(Problem) State how many lines of the records include the word "hillside"; the reply is that number alone.

(Saved entries)
□ □ □ □
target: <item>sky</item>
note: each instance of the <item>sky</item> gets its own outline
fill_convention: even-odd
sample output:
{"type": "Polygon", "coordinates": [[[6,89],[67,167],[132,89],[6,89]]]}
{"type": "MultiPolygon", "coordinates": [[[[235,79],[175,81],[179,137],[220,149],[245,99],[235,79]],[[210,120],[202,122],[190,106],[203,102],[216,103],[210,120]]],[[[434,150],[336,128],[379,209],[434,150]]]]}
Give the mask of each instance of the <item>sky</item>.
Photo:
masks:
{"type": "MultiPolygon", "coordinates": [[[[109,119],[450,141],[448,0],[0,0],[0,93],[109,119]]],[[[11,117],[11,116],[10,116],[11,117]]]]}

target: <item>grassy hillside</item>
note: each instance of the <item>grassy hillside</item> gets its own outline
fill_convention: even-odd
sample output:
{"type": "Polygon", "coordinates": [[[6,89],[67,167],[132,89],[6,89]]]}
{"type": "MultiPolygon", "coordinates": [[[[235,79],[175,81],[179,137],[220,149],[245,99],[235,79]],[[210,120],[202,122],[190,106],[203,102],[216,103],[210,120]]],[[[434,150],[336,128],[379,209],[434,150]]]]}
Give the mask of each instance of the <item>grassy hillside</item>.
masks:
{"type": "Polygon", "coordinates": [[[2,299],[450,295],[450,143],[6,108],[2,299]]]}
□ □ □ □
(Result for this exercise) 3